Try Courage

Read a challenging post by Karen Davey-Winger who simply suggest trying courage on for a size. Read it and enjoy.

Last year I gave a presentation called Courageous Leadership. It used the concepts in a book by Bill Treasure called Courage Goes to Work, and I’d provided input to a training course based on Treasurer’s work a while ago. He quotes some frightening statistics about the damaging effect of fear in the workplace – at least a third of US employees waste 20 hours a month complaining about their bosses, stress related illnesses account for a third of US worker absenteeism, and 37% of US workers reported being bullied at work, to name a few.

We see fear, and courage, in all aspects of our lives. So in this weeks blog I thought I’d use Treasurer’s three types of courage to give you a mini coaching session!

TRY Courage

TRY courage is associated with action. It’s stepping up to pioneer a new idea, a new approach or a new solution. It takes initiative, and it moves us out of our comfort zone and requires us to overcome inertia. We avoid it because there is a risk of failure, and that risk may result in someone else being negatively impacted by our actions.

ACTION: What have you been avoiding because it’s new, and you’re not sure what impact it will have? Or perhaps you feel like it’s too much of a stretch. Whatever it is, look at the risk. Make sure you have a contingency plan, and then do it. Take the new approach, try a new solution, implement a new idea.

▶ Parts of the exercise:
a – According to the post about courage, why do people avoid TRY courage? Answer in one to three sentences.
b – For each statement, say whether it agrees with the post about courage. Answer yes or no, and quote the words of the post that decide it.
(i) The writer's presentation was called Courageous Leadership.
(ii) TRY courage lets us stay within our comfort zone.
(iii) 37% of US workers reported being bullied at work.
c – Write the next part of the post about courage, picking up after its last sentence.
The entries have nothing to do with the post about courage.

▶ Given data:
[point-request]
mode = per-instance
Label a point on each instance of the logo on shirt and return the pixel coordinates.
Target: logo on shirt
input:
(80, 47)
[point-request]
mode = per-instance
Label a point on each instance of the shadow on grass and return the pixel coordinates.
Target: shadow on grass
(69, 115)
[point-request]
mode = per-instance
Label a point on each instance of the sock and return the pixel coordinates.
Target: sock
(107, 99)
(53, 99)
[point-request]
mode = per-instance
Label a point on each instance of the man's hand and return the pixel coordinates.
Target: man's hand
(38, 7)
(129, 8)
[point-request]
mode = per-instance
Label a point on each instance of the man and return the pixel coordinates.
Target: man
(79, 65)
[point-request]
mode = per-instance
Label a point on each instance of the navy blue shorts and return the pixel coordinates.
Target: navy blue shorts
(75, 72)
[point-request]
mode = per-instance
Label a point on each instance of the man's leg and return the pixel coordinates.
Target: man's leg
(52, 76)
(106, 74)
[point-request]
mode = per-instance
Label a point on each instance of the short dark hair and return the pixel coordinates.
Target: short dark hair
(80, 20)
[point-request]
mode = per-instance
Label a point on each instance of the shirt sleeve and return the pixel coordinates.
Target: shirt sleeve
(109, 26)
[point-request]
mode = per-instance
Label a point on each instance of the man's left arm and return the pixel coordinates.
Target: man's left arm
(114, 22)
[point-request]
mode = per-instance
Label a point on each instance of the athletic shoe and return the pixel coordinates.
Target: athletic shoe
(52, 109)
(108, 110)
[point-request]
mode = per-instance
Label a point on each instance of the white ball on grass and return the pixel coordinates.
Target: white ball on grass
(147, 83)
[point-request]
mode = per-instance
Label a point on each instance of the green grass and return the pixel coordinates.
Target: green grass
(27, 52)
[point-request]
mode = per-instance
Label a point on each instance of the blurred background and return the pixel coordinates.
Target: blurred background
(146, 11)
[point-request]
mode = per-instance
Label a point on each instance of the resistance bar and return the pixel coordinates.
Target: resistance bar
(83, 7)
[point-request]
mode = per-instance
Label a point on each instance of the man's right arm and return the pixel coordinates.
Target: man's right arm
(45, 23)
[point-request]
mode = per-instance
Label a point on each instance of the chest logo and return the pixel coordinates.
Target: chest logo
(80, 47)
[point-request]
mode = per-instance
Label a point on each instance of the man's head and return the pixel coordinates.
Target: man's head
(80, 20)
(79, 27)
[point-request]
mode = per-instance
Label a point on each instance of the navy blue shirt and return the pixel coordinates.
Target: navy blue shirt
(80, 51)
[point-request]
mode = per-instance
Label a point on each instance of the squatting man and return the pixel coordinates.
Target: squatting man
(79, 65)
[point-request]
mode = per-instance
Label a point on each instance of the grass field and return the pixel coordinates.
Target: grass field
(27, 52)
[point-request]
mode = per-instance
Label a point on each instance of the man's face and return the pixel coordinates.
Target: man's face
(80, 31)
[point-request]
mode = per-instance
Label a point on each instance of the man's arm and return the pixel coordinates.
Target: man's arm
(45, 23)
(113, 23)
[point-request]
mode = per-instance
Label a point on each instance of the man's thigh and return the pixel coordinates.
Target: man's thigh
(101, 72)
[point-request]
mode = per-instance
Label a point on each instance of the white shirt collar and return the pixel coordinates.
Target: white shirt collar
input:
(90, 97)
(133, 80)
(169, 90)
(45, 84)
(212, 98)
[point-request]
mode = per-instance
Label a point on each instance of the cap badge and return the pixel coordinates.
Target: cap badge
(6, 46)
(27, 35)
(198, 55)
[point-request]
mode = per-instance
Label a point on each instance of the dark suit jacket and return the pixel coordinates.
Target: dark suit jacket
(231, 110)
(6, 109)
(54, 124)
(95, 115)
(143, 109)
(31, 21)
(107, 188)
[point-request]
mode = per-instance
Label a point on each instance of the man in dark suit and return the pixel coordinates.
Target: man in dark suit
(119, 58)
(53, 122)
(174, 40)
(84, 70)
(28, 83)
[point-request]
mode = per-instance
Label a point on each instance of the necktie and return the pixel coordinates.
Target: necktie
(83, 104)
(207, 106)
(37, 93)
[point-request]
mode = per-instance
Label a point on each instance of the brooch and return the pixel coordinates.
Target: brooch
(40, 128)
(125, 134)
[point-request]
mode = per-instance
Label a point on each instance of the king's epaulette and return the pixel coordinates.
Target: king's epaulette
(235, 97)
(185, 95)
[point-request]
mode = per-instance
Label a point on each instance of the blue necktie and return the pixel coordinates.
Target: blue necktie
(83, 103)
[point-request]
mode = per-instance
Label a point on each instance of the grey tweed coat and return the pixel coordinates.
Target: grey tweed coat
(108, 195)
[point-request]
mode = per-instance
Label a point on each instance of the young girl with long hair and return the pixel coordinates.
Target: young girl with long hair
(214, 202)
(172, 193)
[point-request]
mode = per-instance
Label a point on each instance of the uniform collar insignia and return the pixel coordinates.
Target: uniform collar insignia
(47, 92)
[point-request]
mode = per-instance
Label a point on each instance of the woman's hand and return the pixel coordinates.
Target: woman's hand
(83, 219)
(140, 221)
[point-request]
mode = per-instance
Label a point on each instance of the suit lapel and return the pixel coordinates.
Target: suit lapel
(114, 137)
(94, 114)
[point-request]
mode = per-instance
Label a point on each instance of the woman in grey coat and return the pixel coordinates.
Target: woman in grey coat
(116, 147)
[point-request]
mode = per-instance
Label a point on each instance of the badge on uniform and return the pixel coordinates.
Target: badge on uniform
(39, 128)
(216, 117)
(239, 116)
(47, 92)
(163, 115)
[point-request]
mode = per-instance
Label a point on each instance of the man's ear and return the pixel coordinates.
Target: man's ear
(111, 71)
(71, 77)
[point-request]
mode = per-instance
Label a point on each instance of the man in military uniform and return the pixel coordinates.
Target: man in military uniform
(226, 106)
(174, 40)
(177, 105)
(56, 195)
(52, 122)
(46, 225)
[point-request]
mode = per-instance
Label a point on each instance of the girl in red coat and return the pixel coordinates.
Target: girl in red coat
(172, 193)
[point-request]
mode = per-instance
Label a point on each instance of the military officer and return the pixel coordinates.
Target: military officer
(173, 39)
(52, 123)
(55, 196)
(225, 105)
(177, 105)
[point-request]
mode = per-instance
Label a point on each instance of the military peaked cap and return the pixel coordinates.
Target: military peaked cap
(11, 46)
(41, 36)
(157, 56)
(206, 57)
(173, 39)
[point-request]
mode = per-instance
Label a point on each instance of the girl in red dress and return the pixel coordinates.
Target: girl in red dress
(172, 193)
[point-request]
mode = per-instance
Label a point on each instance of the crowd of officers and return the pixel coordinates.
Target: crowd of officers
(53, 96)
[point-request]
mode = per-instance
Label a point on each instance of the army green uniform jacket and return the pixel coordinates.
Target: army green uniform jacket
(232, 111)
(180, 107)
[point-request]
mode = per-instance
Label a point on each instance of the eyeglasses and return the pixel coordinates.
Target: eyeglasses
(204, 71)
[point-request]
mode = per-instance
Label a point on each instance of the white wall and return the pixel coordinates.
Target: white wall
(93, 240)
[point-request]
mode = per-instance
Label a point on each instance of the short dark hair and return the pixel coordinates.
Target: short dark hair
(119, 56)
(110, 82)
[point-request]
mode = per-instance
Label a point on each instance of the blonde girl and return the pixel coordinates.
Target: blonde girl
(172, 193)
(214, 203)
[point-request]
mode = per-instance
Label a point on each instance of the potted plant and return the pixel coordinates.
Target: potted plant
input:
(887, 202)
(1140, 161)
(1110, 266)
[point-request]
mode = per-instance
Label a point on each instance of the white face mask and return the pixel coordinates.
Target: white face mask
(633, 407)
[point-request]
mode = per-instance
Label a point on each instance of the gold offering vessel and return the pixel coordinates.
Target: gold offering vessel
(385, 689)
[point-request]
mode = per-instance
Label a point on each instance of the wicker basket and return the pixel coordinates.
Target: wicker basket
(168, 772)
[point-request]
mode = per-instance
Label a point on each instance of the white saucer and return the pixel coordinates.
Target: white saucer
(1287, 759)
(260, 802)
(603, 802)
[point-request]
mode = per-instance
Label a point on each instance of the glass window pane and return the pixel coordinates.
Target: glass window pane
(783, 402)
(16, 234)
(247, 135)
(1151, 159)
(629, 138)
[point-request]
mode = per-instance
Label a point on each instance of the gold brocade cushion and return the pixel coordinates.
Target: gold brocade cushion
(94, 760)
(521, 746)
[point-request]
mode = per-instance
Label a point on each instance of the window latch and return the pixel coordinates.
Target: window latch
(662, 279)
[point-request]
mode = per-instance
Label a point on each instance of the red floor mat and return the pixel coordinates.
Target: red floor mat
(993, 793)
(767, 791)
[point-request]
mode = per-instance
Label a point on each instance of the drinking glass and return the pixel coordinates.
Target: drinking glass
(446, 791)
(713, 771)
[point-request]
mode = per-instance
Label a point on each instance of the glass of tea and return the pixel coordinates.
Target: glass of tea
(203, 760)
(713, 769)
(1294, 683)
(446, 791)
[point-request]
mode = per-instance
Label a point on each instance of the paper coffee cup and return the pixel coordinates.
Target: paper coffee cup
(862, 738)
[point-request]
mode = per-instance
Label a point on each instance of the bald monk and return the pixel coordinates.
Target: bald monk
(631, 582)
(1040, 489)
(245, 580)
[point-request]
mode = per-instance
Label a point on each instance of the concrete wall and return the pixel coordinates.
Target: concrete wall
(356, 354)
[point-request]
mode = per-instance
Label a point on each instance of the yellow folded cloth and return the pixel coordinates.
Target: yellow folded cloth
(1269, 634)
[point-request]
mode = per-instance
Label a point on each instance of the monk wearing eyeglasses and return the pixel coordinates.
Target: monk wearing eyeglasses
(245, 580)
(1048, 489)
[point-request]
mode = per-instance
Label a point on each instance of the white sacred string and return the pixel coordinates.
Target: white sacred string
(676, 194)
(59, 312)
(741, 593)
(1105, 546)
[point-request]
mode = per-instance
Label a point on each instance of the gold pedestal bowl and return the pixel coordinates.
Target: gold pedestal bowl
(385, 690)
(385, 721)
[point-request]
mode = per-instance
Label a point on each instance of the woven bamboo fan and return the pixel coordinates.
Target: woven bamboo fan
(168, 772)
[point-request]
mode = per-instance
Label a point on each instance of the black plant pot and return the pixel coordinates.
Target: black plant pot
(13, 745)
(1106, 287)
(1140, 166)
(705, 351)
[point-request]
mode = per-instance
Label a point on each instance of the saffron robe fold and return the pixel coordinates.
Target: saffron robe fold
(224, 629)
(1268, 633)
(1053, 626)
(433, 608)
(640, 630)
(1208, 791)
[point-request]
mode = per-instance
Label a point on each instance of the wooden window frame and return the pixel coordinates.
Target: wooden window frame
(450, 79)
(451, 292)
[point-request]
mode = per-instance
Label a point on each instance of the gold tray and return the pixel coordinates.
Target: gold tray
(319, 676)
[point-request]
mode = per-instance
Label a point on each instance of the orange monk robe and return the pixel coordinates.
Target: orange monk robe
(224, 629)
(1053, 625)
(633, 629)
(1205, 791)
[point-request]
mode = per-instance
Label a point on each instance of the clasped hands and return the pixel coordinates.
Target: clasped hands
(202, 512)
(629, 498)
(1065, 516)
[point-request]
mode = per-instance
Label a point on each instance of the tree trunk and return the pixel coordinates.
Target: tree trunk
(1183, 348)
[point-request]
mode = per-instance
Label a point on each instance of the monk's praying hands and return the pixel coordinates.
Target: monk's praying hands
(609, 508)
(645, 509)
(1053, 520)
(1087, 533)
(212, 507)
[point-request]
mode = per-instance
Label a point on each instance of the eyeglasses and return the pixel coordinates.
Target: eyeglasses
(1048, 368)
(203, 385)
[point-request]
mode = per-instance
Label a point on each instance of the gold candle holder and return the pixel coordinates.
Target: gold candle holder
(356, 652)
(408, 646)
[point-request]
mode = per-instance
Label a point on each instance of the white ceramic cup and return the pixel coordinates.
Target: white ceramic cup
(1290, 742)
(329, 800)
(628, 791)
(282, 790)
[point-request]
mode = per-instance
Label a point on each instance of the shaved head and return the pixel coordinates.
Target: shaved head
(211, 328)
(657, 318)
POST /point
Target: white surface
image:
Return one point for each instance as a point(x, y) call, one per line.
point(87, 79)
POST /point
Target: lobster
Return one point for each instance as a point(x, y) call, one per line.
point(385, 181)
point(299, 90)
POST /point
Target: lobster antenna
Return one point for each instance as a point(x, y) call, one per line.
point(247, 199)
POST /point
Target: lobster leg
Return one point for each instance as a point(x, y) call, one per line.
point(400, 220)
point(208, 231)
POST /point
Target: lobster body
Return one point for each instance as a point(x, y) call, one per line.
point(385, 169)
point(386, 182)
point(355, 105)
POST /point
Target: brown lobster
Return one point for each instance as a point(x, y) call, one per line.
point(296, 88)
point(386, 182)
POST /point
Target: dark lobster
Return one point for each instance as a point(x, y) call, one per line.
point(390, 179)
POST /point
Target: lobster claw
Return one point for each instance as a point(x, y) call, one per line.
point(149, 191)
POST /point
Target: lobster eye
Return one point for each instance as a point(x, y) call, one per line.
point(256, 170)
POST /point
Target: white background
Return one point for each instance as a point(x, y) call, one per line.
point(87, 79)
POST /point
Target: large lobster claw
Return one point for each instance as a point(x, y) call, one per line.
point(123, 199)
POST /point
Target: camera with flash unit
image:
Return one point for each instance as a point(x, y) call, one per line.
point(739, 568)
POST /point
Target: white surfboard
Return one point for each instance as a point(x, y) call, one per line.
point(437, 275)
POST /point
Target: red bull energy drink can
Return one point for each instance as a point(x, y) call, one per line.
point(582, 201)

▶ Exercise answers:
a – People avoid it because there is a risk of failure. That risk may also mean someone else is negatively affected by their actions.

b –
(i) Yes: "Last year I gave a presentation called Courageous Leadership."
(ii) No: "it moves us out of our comfort zone and requires us to overcome inertia"
(iii) Yes: "37% of US workers reported being bullied at work"

c –
REFLECTION: How did it feel to step up and try something new? Who was impacted and how? What was the result? How has it moved you/your project/your relationship forward? What did you learn?

TRUST Courage

TRUST courage is associated with inaction. It’s about letting go, following the lead of others. It’s trusting that someone else really does know what they’re doing, and that they will meet the goal/deliver the project/mend the relationship, even if the path they follow to get there isn’t quite the same as your path. It feels uncomfortable because it requires giving up control. And the risk is that there will be a negative outcome to you, not to someone else.

ACTION: Identify what you need to do to trust a situation, person or team. What are your criteria? What information do you need? Identify a situation where you know that showing trust courage will improve the outcome. Identify the risk, look at ways for mitigating it and then let go, stand back, and trust that the outcome will be the right one.

REFLECTION: How easy was it to let go and trust? What result did it have? How were you impacted by being able to trust? What did you learn?

TRY Courage

TRY courage is associated with speaking up. It’s about telling the truth in a situation or relationship. It requires us to be assertive, to find our voice. It might be defending a position for the greater good, admitting we’ve made a mistake, or saying sorry. It’s perhaps the hardest type of courage because the risk is rejection – by the person or group that we are standing up against. If we’re rejected we fear we won’t belong anymore, and so it’s often easier just not to speak up.

ACTION: Identify a situation where you’ve been biting your tongue about something that’s really important to you. You’ve been quiet about it, hoping it will resolve itself, worried that you will offend the other person and that they will reject you. Steal yourself. Write down what you want to say, be mindful of your tone and body language so that you are assertive not aggressive. Then speak up.

REFLECTION: How did it feel to prepare for speaking up and then to actually speak up? How has it impacted the situation or your relationship with the person or group in question? How do you feel about yourself now? What did you learn?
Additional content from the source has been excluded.